* _Exercise directions_: Beginning with the line where "Target: grass lawn" appears, please restate each line of the records below word for word until the last one, inclusive, and nothing else.

* _Dataset excerpts_:
⟨

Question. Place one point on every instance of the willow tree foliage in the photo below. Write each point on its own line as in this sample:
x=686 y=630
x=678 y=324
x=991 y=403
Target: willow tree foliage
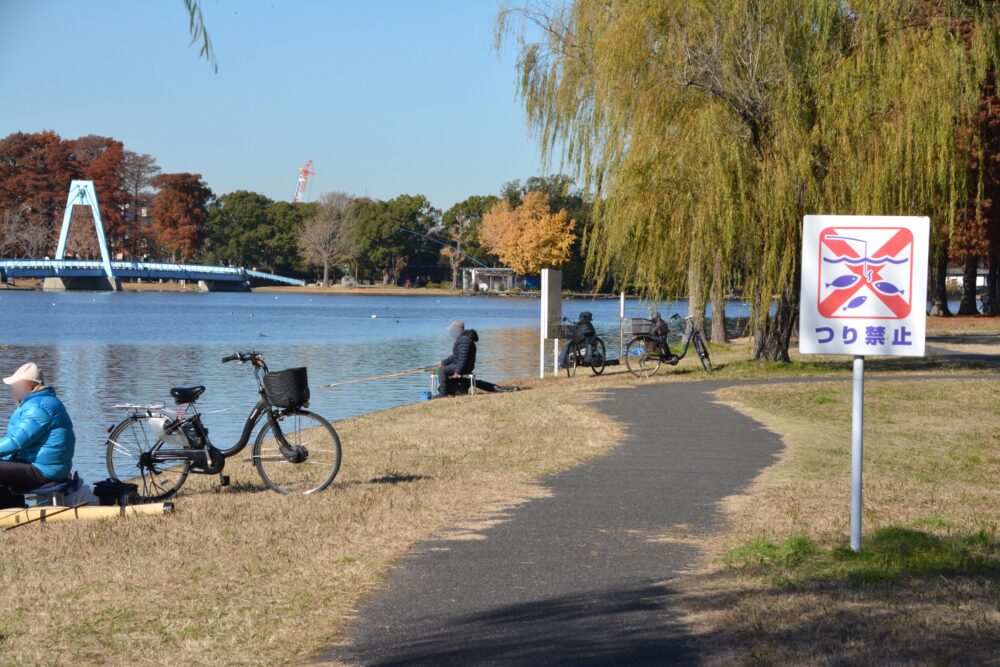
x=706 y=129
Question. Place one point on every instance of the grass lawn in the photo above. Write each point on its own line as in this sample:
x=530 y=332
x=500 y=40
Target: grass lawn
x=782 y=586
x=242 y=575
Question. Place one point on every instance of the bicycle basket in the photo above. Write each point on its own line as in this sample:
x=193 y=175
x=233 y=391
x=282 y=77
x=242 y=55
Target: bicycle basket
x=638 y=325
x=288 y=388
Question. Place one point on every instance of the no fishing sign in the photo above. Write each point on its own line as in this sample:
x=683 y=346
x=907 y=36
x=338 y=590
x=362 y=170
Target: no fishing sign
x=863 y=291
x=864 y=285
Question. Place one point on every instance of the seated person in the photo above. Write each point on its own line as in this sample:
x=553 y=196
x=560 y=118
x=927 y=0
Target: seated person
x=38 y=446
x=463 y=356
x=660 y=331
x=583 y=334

⟩

* _The answer_:
Target: grass lawn
x=782 y=586
x=242 y=575
Question. Place one point on every instance of the bicycle basket in the photo above. Write each point on its own line as in this sample:
x=193 y=175
x=233 y=391
x=282 y=77
x=242 y=55
Target: bicycle basket
x=638 y=325
x=288 y=388
Question. Place one point on every instance of the no fishing sign in the photo above. Write each point on its own line as in this sample:
x=683 y=346
x=907 y=36
x=338 y=590
x=362 y=170
Target: no fishing sign
x=863 y=291
x=864 y=285
Question. Place one point on every instance of the seated person in the photo above. Write each point on its own line as in this sample:
x=553 y=196
x=560 y=118
x=927 y=0
Target: seated person
x=38 y=446
x=463 y=356
x=660 y=331
x=583 y=334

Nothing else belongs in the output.